THE TASK:
Scan the entries below and report only how many lines contain "Target".

(Point localization data)
= Beginning of Section =
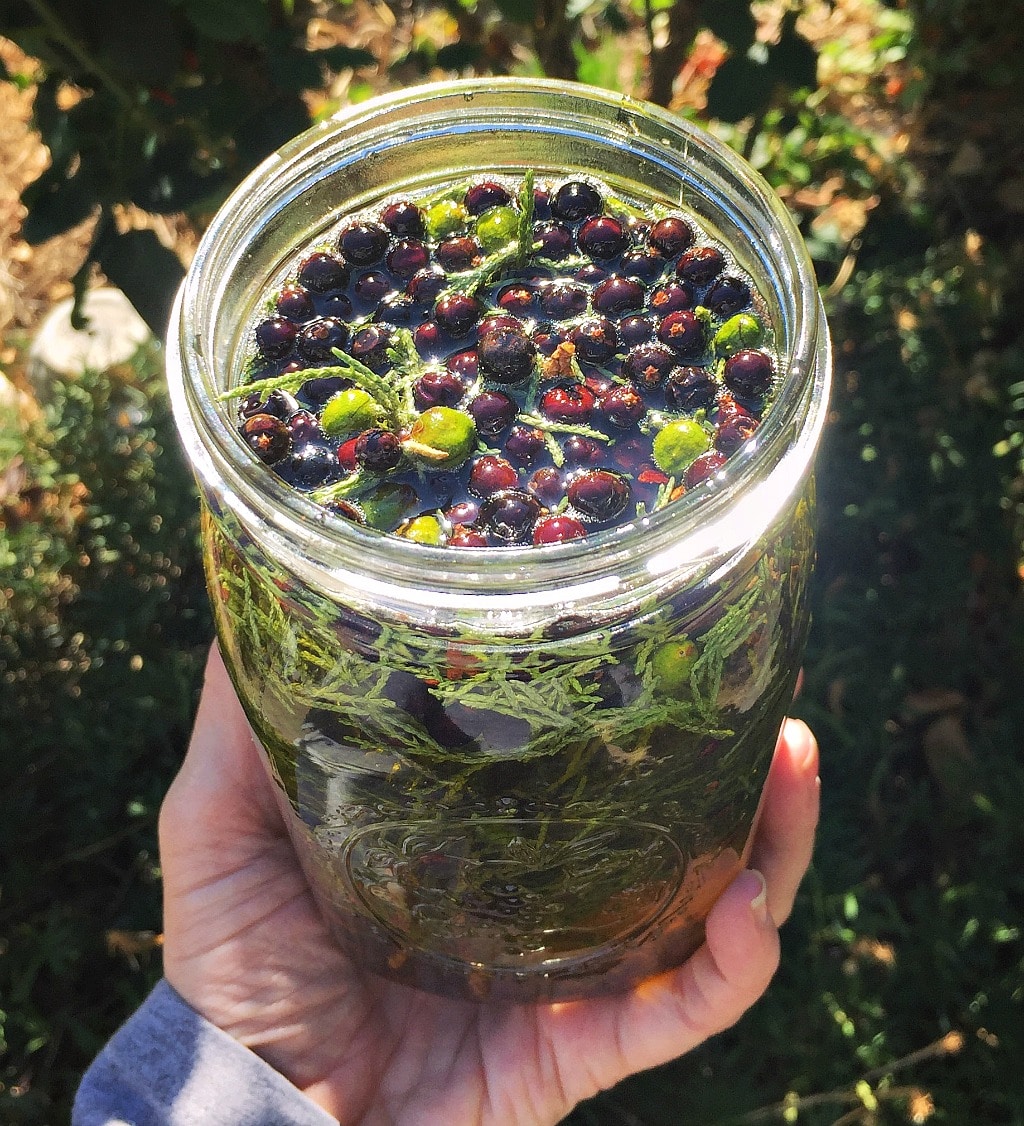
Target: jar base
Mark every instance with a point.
(646, 946)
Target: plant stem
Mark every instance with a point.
(59, 33)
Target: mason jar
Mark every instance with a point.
(508, 772)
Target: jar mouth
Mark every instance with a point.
(247, 240)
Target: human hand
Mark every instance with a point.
(246, 946)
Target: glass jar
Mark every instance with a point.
(509, 772)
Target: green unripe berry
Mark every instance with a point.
(442, 436)
(388, 505)
(352, 411)
(671, 664)
(497, 228)
(421, 529)
(678, 444)
(445, 217)
(741, 331)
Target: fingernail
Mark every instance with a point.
(759, 902)
(802, 743)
= End of Section =
COMPLETED EXERCISE:
8